**Task to carry out**
Leaving the pictures aside, transcribe the data below exactly.

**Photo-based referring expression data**

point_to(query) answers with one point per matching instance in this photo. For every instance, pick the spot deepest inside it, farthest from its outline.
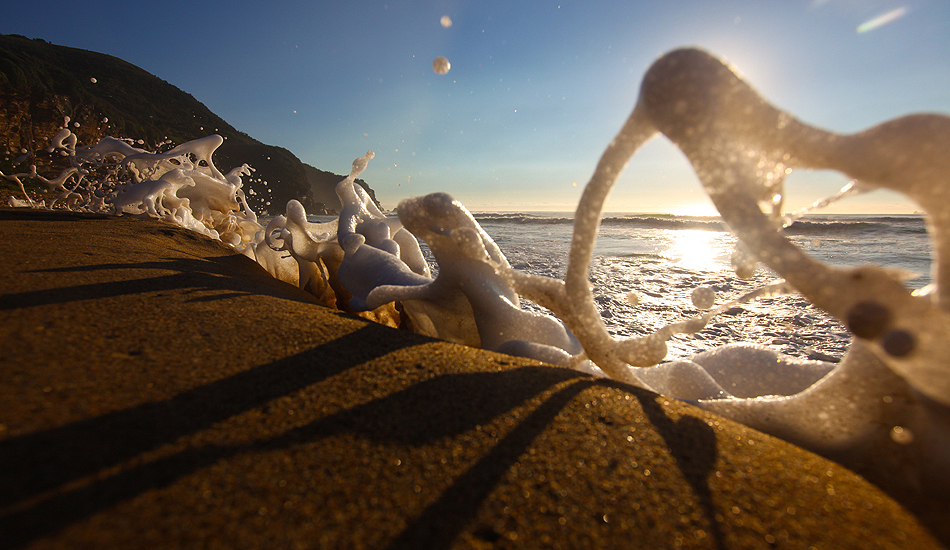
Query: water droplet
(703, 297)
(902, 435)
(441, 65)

**Response to this exercise**
point_to(query) answers with one point per matching instance in this photo. For every instance, pick the spot deepest inside it, farthest from its outline.
Query: water droplet
(703, 297)
(902, 435)
(441, 65)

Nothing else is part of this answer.